— PAGE EXCERPT —
****************

An extremely rare yellow cardinal is providing a much-needed dose of sunshine to these last dreary winter days, and has birdwatchers flocking to Alabaster, Alabama, where the majestic animal was first spotted in a woman’s backyard.
“Yellow cardinals are a one-in-a million situation,” Auburn University biology professor Geoffrey Hill told AL.com.
Charlie Stephenson reportedly first saw the bird in her backyard in January.
“I thought, ‘Well there’s a bird I’ve never seen before,'” Stephenson told AL.com. “Then I realized it was a cardinal, and it was a yellow cardinal.”
Since then, she said he’s been a returning visitor to her feeder.
“Every time I watch the bird feeder, I can see him,” she said. “The cardinals in my back yard typically come in the morning and again in the evening and I can only bird-watch on weekends until the time changes, but on weekends, I’ll sit there and watch for him. Every time we’ve looked for him, he’ll show up at least once a day.”
Photographer Jeremy Black was able to capture photos of the unique yellow cardinal which have now gone wildly viral.
“This yellow cardinal displays a rare mutation that causes the metabolic process to produce a different type of pigment than the typical red coloration,” Black wrote on Facebook of the captivating cardinal. “According to a biologist from Auburn University, this mutation is so rare that only one is seen each year in the United States.”

****************

— GIVEN DATA —

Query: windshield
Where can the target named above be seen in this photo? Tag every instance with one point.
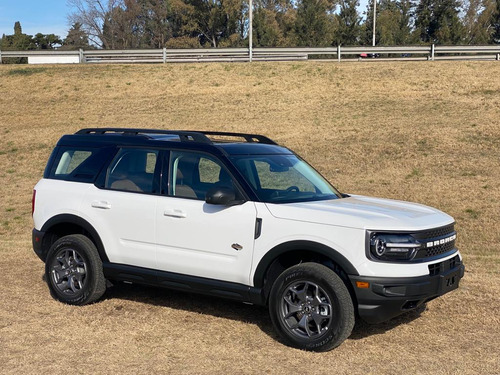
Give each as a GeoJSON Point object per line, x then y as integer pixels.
{"type": "Point", "coordinates": [284, 179]}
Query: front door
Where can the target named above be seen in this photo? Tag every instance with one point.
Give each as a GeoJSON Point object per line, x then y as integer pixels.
{"type": "Point", "coordinates": [200, 239]}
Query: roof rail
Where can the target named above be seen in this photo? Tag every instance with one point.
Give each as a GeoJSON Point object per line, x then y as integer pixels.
{"type": "Point", "coordinates": [184, 136]}
{"type": "Point", "coordinates": [247, 137]}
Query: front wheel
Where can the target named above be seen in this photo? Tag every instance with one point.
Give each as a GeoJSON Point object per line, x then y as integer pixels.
{"type": "Point", "coordinates": [73, 271]}
{"type": "Point", "coordinates": [311, 308]}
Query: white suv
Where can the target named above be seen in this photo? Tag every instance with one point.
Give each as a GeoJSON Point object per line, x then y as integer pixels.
{"type": "Point", "coordinates": [234, 216]}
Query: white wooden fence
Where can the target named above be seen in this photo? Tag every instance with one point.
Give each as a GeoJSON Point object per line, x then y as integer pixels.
{"type": "Point", "coordinates": [432, 52]}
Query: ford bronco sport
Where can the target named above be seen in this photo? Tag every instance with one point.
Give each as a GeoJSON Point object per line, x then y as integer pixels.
{"type": "Point", "coordinates": [236, 216]}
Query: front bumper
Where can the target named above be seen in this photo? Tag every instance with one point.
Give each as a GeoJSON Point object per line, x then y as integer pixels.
{"type": "Point", "coordinates": [388, 297]}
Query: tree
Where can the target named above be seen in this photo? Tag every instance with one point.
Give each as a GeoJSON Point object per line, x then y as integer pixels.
{"type": "Point", "coordinates": [77, 38]}
{"type": "Point", "coordinates": [46, 41]}
{"type": "Point", "coordinates": [92, 15]}
{"type": "Point", "coordinates": [495, 22]}
{"type": "Point", "coordinates": [313, 25]}
{"type": "Point", "coordinates": [17, 41]}
{"type": "Point", "coordinates": [437, 21]}
{"type": "Point", "coordinates": [347, 23]}
{"type": "Point", "coordinates": [477, 21]}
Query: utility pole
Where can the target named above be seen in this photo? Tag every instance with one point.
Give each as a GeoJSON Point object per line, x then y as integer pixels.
{"type": "Point", "coordinates": [374, 20]}
{"type": "Point", "coordinates": [250, 30]}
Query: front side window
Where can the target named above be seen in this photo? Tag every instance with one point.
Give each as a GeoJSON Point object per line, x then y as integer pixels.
{"type": "Point", "coordinates": [284, 179]}
{"type": "Point", "coordinates": [192, 174]}
{"type": "Point", "coordinates": [133, 170]}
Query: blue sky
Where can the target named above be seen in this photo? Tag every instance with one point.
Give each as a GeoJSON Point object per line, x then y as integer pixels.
{"type": "Point", "coordinates": [42, 16]}
{"type": "Point", "coordinates": [45, 16]}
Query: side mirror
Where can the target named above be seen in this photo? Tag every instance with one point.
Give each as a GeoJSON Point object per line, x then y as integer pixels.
{"type": "Point", "coordinates": [222, 195]}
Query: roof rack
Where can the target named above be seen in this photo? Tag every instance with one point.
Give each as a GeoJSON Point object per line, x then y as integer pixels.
{"type": "Point", "coordinates": [184, 136]}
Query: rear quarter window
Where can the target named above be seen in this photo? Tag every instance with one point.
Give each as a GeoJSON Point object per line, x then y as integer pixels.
{"type": "Point", "coordinates": [80, 164]}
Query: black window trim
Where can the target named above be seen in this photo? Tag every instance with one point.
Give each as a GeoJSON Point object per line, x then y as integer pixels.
{"type": "Point", "coordinates": [227, 165]}
{"type": "Point", "coordinates": [100, 181]}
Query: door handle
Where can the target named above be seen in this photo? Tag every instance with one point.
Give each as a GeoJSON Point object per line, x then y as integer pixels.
{"type": "Point", "coordinates": [101, 204]}
{"type": "Point", "coordinates": [173, 212]}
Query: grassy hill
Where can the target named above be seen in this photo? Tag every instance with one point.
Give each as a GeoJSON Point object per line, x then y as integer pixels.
{"type": "Point", "coordinates": [427, 132]}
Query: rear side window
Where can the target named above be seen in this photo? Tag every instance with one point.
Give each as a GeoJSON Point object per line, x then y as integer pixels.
{"type": "Point", "coordinates": [134, 170]}
{"type": "Point", "coordinates": [78, 164]}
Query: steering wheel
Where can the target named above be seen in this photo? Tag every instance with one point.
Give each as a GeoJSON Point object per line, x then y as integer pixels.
{"type": "Point", "coordinates": [292, 188]}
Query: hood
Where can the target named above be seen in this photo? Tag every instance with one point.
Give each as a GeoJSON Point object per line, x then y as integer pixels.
{"type": "Point", "coordinates": [364, 213]}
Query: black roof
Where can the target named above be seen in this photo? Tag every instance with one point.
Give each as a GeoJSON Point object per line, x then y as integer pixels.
{"type": "Point", "coordinates": [227, 142]}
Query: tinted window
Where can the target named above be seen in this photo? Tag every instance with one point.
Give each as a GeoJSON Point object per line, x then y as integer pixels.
{"type": "Point", "coordinates": [133, 170]}
{"type": "Point", "coordinates": [284, 179]}
{"type": "Point", "coordinates": [192, 174]}
{"type": "Point", "coordinates": [78, 164]}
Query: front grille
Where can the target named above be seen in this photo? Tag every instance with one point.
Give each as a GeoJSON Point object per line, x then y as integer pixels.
{"type": "Point", "coordinates": [437, 268]}
{"type": "Point", "coordinates": [434, 235]}
{"type": "Point", "coordinates": [437, 250]}
{"type": "Point", "coordinates": [435, 232]}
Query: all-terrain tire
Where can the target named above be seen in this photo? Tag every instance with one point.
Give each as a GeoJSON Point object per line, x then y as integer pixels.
{"type": "Point", "coordinates": [311, 308]}
{"type": "Point", "coordinates": [73, 271]}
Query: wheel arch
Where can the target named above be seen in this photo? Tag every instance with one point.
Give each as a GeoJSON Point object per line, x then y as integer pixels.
{"type": "Point", "coordinates": [291, 253]}
{"type": "Point", "coordinates": [66, 224]}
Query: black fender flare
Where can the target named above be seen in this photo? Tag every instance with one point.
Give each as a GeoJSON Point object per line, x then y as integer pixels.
{"type": "Point", "coordinates": [76, 220]}
{"type": "Point", "coordinates": [314, 247]}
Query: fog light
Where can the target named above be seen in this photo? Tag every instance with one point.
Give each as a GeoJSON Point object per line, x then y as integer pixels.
{"type": "Point", "coordinates": [363, 284]}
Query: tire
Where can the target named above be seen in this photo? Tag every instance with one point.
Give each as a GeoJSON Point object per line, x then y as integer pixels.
{"type": "Point", "coordinates": [73, 271]}
{"type": "Point", "coordinates": [311, 307]}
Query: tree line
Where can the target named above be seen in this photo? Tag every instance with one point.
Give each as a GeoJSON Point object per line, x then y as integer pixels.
{"type": "Point", "coordinates": [136, 24]}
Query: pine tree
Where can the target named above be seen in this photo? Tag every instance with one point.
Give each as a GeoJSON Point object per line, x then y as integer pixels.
{"type": "Point", "coordinates": [437, 21]}
{"type": "Point", "coordinates": [348, 24]}
{"type": "Point", "coordinates": [76, 38]}
{"type": "Point", "coordinates": [495, 23]}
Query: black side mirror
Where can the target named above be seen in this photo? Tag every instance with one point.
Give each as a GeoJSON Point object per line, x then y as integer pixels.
{"type": "Point", "coordinates": [222, 195]}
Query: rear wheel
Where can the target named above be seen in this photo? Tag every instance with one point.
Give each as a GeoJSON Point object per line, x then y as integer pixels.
{"type": "Point", "coordinates": [73, 271]}
{"type": "Point", "coordinates": [311, 308]}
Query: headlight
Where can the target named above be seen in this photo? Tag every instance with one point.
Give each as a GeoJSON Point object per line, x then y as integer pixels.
{"type": "Point", "coordinates": [389, 246]}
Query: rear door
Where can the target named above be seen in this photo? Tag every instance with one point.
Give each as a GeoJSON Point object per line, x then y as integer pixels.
{"type": "Point", "coordinates": [124, 206]}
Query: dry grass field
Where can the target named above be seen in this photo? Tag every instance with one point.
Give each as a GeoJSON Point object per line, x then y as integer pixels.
{"type": "Point", "coordinates": [420, 131]}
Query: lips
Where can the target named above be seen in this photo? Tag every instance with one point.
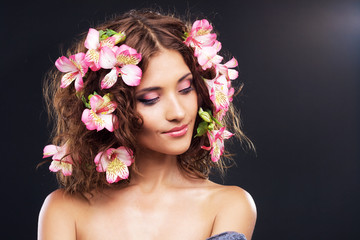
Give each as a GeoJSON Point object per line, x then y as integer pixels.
{"type": "Point", "coordinates": [177, 131]}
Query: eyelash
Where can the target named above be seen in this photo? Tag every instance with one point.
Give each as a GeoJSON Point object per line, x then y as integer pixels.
{"type": "Point", "coordinates": [150, 102]}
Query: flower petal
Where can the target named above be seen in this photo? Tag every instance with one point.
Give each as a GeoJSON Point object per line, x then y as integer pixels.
{"type": "Point", "coordinates": [68, 78]}
{"type": "Point", "coordinates": [79, 84]}
{"type": "Point", "coordinates": [92, 39]}
{"type": "Point", "coordinates": [107, 58]}
{"type": "Point", "coordinates": [65, 65]}
{"type": "Point", "coordinates": [49, 150]}
{"type": "Point", "coordinates": [110, 79]}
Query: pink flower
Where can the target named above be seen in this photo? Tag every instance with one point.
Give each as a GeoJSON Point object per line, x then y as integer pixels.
{"type": "Point", "coordinates": [94, 46]}
{"type": "Point", "coordinates": [75, 68]}
{"type": "Point", "coordinates": [61, 161]}
{"type": "Point", "coordinates": [220, 94]}
{"type": "Point", "coordinates": [207, 56]}
{"type": "Point", "coordinates": [200, 34]}
{"type": "Point", "coordinates": [121, 60]}
{"type": "Point", "coordinates": [216, 138]}
{"type": "Point", "coordinates": [115, 163]}
{"type": "Point", "coordinates": [100, 115]}
{"type": "Point", "coordinates": [226, 70]}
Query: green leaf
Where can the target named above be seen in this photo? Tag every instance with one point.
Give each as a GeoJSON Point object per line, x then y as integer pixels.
{"type": "Point", "coordinates": [110, 32]}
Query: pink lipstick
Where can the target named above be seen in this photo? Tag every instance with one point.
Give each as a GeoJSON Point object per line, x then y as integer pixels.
{"type": "Point", "coordinates": [177, 131]}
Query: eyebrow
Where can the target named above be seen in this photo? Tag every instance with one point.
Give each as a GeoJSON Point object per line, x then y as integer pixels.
{"type": "Point", "coordinates": [149, 89]}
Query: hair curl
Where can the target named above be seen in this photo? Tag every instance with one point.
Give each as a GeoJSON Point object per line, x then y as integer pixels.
{"type": "Point", "coordinates": [148, 32]}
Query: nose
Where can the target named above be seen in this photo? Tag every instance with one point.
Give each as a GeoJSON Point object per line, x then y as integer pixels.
{"type": "Point", "coordinates": [175, 110]}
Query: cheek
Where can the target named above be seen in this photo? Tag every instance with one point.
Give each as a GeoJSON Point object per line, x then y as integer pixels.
{"type": "Point", "coordinates": [150, 116]}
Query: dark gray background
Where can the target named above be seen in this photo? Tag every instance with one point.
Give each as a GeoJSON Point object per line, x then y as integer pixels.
{"type": "Point", "coordinates": [299, 61]}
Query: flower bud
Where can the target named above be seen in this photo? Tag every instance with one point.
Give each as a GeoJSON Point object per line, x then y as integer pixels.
{"type": "Point", "coordinates": [204, 115]}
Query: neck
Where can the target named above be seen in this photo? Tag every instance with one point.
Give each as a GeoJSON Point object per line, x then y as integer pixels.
{"type": "Point", "coordinates": [155, 171]}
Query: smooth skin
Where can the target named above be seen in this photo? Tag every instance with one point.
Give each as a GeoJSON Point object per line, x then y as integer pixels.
{"type": "Point", "coordinates": [161, 203]}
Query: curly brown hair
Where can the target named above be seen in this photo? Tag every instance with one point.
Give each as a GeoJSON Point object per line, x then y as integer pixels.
{"type": "Point", "coordinates": [148, 32]}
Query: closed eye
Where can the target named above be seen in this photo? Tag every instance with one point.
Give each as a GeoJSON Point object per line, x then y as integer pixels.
{"type": "Point", "coordinates": [187, 89]}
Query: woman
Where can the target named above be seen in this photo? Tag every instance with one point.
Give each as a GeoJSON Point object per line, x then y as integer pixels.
{"type": "Point", "coordinates": [142, 108]}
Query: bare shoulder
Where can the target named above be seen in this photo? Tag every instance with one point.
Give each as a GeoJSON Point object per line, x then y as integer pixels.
{"type": "Point", "coordinates": [57, 216]}
{"type": "Point", "coordinates": [236, 210]}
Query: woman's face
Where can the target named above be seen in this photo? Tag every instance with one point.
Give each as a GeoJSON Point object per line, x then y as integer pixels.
{"type": "Point", "coordinates": [167, 101]}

****************

— TASKS —
A - List every person the article above about the yellow cardinal mentions by full name.
B - Continue the article about the yellow cardinal in Alabaster, Alabama, picking up after its final sentence.

— OUTPUTS FOR THE TASKS —
A - Geoffrey Hill, Charlie Stephenson, Jeremy Black

B -
Getting the photos of the rare bird were no easy task, however.
“I saw the portrait she had taken with her phone of the yellow cardinal,” Black told . “Initially I thought maybe the image was photoshopped because I have never seen a yellow cardinal in my lifetime. Immediately she asked me to come over since I specialize in wildlife portraiture, and after waiting five hours in her backyard, I finally saw it for the first time and managed to capture a few portraits before a squirrel scared it off. When it first flew in, the sunlight was cascading off of its feathers which caused the cardinal to look golden yellow, and it was in that moment that I knew this bird was real.”
Professor Hill said the cardinal is an adult male, and is so rare, that even as a bird curator and researcher, he has never seen one like like this in person.